→ **What is required**: Reproduce each of the following entries word for word, keeping every line in its original order.

→ **Data entries**:
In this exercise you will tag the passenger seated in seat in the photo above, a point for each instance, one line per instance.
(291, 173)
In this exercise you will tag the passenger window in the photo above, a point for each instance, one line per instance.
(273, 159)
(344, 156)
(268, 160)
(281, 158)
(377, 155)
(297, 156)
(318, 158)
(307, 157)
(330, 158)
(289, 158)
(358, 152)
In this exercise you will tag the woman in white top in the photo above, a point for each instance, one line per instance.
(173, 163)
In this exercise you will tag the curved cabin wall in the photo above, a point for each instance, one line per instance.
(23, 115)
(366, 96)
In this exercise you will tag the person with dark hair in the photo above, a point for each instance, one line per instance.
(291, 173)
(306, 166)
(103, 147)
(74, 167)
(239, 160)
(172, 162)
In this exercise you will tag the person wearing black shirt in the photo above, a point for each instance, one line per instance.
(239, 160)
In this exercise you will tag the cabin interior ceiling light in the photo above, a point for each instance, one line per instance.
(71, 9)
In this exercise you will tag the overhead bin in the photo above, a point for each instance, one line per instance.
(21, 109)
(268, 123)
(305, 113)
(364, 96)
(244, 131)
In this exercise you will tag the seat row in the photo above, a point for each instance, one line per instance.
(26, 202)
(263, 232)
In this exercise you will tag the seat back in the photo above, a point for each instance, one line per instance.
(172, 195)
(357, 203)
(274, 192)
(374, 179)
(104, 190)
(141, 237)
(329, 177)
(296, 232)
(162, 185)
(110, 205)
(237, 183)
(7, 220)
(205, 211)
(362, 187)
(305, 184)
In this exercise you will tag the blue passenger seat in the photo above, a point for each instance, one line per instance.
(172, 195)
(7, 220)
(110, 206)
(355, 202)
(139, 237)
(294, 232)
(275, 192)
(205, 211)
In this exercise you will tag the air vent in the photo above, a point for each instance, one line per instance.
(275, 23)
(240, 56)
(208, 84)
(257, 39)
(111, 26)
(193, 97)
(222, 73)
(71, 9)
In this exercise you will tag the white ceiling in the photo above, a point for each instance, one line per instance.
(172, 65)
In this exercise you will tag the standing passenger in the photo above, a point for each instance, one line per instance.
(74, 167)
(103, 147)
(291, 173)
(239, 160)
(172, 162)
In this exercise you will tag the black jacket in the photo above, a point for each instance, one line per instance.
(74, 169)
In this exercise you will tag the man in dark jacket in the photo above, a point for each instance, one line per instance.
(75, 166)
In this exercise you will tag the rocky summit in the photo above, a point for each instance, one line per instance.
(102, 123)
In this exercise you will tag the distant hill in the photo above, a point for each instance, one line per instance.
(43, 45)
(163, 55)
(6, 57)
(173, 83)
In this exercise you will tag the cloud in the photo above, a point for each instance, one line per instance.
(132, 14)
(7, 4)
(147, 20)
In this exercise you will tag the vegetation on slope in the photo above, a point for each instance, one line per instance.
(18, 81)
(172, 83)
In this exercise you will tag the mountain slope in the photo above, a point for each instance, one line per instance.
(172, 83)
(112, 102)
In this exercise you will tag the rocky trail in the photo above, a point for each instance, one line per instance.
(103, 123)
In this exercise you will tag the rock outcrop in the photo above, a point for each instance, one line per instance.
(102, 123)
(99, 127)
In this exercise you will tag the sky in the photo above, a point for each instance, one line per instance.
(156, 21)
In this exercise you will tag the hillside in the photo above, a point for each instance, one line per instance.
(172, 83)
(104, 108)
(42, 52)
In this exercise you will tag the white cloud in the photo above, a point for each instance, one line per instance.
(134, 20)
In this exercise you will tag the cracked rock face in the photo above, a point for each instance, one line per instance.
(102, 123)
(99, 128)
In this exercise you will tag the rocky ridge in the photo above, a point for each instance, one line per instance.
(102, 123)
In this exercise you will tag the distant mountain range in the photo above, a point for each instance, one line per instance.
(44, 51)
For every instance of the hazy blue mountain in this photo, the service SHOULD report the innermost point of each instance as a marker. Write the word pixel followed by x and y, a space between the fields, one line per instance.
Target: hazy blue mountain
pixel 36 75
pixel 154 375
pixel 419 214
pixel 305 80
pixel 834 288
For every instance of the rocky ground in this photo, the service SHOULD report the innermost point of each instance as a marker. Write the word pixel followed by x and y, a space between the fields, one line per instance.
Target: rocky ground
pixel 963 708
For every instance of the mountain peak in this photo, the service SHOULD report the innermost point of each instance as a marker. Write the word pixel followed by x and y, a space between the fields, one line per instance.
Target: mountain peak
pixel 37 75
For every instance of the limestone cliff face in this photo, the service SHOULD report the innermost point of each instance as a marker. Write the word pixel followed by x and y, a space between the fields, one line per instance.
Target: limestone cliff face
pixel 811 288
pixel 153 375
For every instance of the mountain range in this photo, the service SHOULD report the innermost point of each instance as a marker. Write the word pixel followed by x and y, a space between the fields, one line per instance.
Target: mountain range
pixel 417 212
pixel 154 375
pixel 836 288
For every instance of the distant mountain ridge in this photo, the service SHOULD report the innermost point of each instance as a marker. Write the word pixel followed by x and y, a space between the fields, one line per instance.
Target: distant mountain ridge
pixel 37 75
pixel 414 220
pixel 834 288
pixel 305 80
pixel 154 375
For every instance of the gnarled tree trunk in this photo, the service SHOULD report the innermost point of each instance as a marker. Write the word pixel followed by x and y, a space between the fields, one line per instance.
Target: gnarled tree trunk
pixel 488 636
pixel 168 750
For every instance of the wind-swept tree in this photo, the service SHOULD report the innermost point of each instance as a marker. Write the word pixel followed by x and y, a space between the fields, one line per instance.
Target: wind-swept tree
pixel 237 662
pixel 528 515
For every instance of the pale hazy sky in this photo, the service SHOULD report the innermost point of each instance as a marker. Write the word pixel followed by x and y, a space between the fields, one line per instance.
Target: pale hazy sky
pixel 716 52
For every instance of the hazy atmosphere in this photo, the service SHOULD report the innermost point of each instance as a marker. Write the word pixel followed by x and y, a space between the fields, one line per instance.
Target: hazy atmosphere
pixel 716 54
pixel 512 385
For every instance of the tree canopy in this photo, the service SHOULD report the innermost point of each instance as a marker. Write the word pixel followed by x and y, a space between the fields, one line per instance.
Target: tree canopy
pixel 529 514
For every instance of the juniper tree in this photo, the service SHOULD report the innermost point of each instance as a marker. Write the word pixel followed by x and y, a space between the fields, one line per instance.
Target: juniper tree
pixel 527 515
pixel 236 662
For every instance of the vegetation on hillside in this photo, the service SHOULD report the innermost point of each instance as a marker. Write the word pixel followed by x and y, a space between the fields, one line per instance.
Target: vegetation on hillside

→ **Written reply**:
In this exercise you will tag the passenger seated in seat in the photo above, a point for each instance, one line per instance.
(291, 173)
In this exercise you will tag the passenger window in the photo above, a point for each instance, one line per instance.
(273, 159)
(344, 156)
(268, 160)
(281, 158)
(377, 155)
(297, 156)
(318, 158)
(307, 157)
(330, 158)
(289, 158)
(358, 152)
In this exercise you will tag the woman in white top in the photo above, a point for each instance, one line per instance.
(173, 163)
In this exercise you will tag the curved cabin wall in the photo above, a point for each instance, one line per instance.
(23, 115)
(366, 96)
In this exercise you will tag the person with dark hair in the photo above, a point for each instance, one line per instance.
(291, 173)
(306, 166)
(103, 147)
(74, 167)
(239, 160)
(172, 162)
In this exercise you will tag the person wearing black shirt in the photo above, a point for each instance, one line per instance.
(239, 160)
In this exercise you will tag the cabin interior ceiling light in the photo above, a point for each instance, one line per instance.
(71, 9)
In this exercise you will tag the overhead bin in the photo above, a point for each instance, one line per instance.
(21, 109)
(268, 123)
(305, 113)
(364, 96)
(244, 131)
In this exercise you will tag the seat row in the photo above, a point for each instance, one line per instance.
(26, 202)
(263, 232)
In this exercise you will tag the seat back in the photo above, a point for each instance, one line per instance.
(172, 195)
(357, 203)
(274, 192)
(374, 179)
(104, 190)
(141, 237)
(329, 177)
(296, 232)
(162, 185)
(110, 205)
(237, 183)
(7, 220)
(205, 211)
(362, 187)
(305, 184)
In this exercise you will tag the blue passenger seat in the photo above, a point for each instance, one line per instance.
(172, 195)
(7, 220)
(110, 206)
(355, 202)
(139, 237)
(294, 232)
(275, 192)
(205, 211)
In this exercise you will tag the air vent in the photo above, a point for each instance, one line per instance.
(275, 23)
(240, 56)
(208, 84)
(257, 39)
(111, 26)
(193, 97)
(222, 73)
(71, 9)
In this exercise you will tag the white ceiling in the photo above, a point for each instance, one line per instance.
(172, 65)
In this exercise you will tag the standing passenger in the photo above, a point for each instance, one line per instance.
(74, 167)
(103, 147)
(291, 173)
(239, 160)
(172, 162)
In this exercise you will tag the black jacket in the photo above, a point for each instance, one line per instance.
(74, 169)
In this exercise you will tag the man in dark jacket in the photo above, a point for each instance, one line per instance.
(75, 166)
In this exercise you will tag the rocky summit in the photo above, a point for each instance, one line per instance.
(102, 123)
In this exercise you will tag the distant hill in the photo above, a point for each instance, one line per instance.
(43, 45)
(163, 55)
(6, 57)
(173, 83)
In this exercise you will tag the cloud in the photo above, a point for each instance, one line per instance.
(132, 14)
(7, 4)
(147, 20)
In this exercise you will tag the vegetation on slope in the photo above, a point for each instance, one line per instance.
(18, 81)
(172, 83)
In this exercise you will tag the mountain slope in the photo above, a point for each instance, one line per instance.
(172, 83)
(112, 102)
In this exercise you will tag the rocky trail in the photo above, a point for each instance, one line per instance.
(103, 123)
In this exercise you will tag the rock outcrop in the photo above, a point for each instance, one line per instance.
(102, 123)
(99, 127)
In this exercise you will tag the sky in the photo above, a point for each instance, one line per instance.
(156, 21)
In this exercise you will tag the hillside in the photo above, a point for each instance, one line per instance.
(172, 83)
(104, 108)
(42, 52)
In this exercise you will tag the white cloud in the photo above, a point for each instance, one line per instance.
(134, 20)
In this exercise you will tag the cracked rock face in the photo above, a point for each instance, one line per instance.
(102, 123)
(99, 128)
In this exercise you will tag the rocky ridge in the photo above, a point for each instance, one line per instance.
(102, 123)
In this exercise you will tag the distant mountain range in the photo above, a point for each instance, one line per instance.
(44, 51)
For every instance of the hazy blue mountain in this photo, the service SHOULD report the innermost point of each instance as a marker. Write the word pixel followed by x and y, a space between the fields, one line per instance.
Target: hazy blue mountain
pixel 36 75
pixel 154 375
pixel 419 214
pixel 305 80
pixel 834 288
For every instance of the rocky ground in this photo, the service SHOULD report the innermost point of each instance as a marker. Write the word pixel followed by x and y, a space between the fields, one line per instance.
Target: rocky ground
pixel 963 708
For every instance of the mountain peak in this photo, the service SHOULD report the innermost point of each instance as a marker. Write the word pixel followed by x and y, a space between the fields, one line per instance.
Target: mountain peak
pixel 37 75
For every instance of the limestone cliff face in this photo, the service SHOULD report the innermost point of each instance as a marker. Write the word pixel followed by x and y, a space between the fields, one line per instance.
Target: limestone cliff face
pixel 811 288
pixel 153 375
For every instance of the mountain range in this photo, the service SHOULD report the innermost point of each instance as a marker. Write the word pixel followed by x and y, a space between the fields, one line per instance.
Target: mountain range
pixel 417 212
pixel 154 375
pixel 836 288
For every instance of the distant mountain ridge in this photo, the service SHOULD report the innermost point of each instance as a marker. Write the word pixel followed by x and y, a space between the fields, one line per instance.
Target: distant mountain ridge
pixel 37 75
pixel 414 220
pixel 834 288
pixel 305 80
pixel 154 375
For every instance of the gnarled tree trunk in this photo, the service SHOULD report the innermost point of each instance as a marker. Write the word pixel followed by x and y, a space between the fields, one line per instance.
Target: gnarled tree trunk
pixel 488 636
pixel 168 750
For every instance of the wind-swept tree in this photo, the service SHOULD report the innermost point of each instance as a marker. Write the word pixel followed by x and y, a space between the fields, one line per instance.
Target: wind-swept tree
pixel 237 662
pixel 528 515
For every instance of the pale hazy sky in this photo, the service SHOULD report the innermost point of each instance as a marker. Write the word pixel followed by x and y, a space between the fields, one line per instance.
Target: pale hazy sky
pixel 716 52
For every instance of the hazy atmosphere in this photo, the service SHOULD report the innermost point of each instance as a marker. Write the word pixel followed by x and y, a space between the fields, one line per instance.
Target: hazy atmosphere
pixel 716 54
pixel 512 385
For every instance of the tree canopy in this photo, the service SHOULD report the innermost point of each instance as a marker. Write the word pixel followed by x and y, a space between the fields, one line per instance.
Target: tree canopy
pixel 529 514
For every instance of the juniper tree in this photo, the service SHOULD report the innermost point of each instance as a marker. Write the word pixel followed by x and y, a space between the fields, one line per instance.
Target: juniper tree
pixel 527 515
pixel 236 662
For every instance of the vegetation on hillside in this photo, the service SHOULD report the innermost point of each instance as a marker. Write the word pixel followed by x and y, a space between the fields, one line per instance.
Target: vegetation on hillside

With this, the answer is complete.